- _Directive 1_:
Answer the following questions using the passage on asset encumbrance.
(a) If the issuer or a restricted subsidiary pledges or mortgages its property to secure debt, what must be pledged or mortgaged to the trustee?
(b) What percentage of consolidated net tangible assets may the listed sum of amounts not exceed?
(c) Secured debt existing as of what date is counted in that sum?
- _Directive 2_: From the passage on asset encumbrance, quote verbatim the part that opens with the words containing "This restriction will" and closes with "transactions.".

----- Provided text

The indenture restricts our ability and the ability of certain of our
subsidiaries to encumber assets. If we, or any restricted subsidiary, as defined
below, pledge or mortgage any of our property to secure any debt, then we will,
unless an exception applies, pledge or mortgage the same property to the trustee
to secure the debt securities for as long as such debt is secured by such
property.
This restriction will not apply in certain situations. Assets may be
encumbered if the encumbrance is a permitted lien, as defined below, without
regard to the amount of debt secured by the encumbrance. Assets also may be
encumbered if the sum of the following does not exceed 10% of our consolidated
net tangible assets:
- - the amount of debt secured by such assets, plus
- - the total amount of other secured debt not permitted by this restriction,
excluding debt that is secured by a permitted lien, plus
- - the total amount of secured debt existing at the date of the indenture,
plus
- - the total amount of attributable debt in respect of certain sale-leaseback
transactions.

----------
----- Given entries

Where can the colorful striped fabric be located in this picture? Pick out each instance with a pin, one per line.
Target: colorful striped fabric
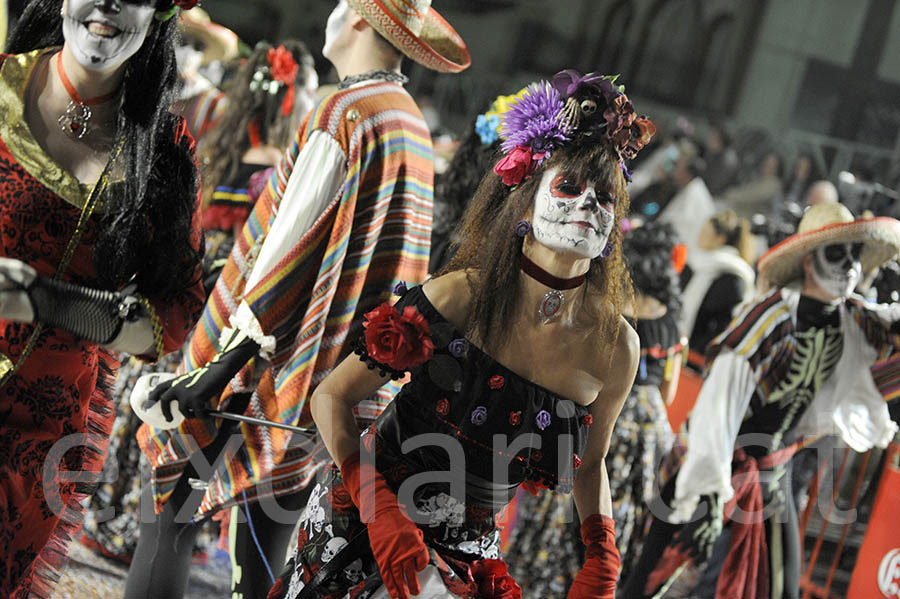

----------
----- Given entries

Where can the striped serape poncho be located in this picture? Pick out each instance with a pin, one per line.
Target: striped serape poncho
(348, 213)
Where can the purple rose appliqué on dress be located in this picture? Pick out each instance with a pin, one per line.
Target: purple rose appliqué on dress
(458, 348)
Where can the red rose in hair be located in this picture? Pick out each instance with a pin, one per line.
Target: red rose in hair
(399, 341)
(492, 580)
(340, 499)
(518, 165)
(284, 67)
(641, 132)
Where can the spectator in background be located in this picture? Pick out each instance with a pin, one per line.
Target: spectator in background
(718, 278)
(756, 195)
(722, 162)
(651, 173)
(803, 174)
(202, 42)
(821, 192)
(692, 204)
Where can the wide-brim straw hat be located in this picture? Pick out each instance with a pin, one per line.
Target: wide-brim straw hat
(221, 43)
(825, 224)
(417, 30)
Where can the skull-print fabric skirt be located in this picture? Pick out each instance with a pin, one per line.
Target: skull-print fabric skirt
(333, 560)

----------

- _Exercise result 1_:
(a) The same property, to secure the debt securities for as long as such debt is secured by that property.
(b) 10%.
(c) The date of the indenture.

- _Exercise result 2_:
This restriction will not apply in certain situations. Assets may be
encumbered if the encumbrance is a permitted lien, as defined below, without
regard to the amount of debt secured by the encumbrance. Assets also may be
encumbered if the sum of the following does not exceed 10% of our consolidated
net tangible assets:
- - the amount of debt secured by such assets, plus
- - the total amount of other secured debt not permitted by this restriction,
excluding debt that is secured by a permitted lien, plus
- - the total amount of secured debt existing at the date of the indenture,
plus
- - the total amount of attributable debt in respect of certain sale-leaseback
transactions.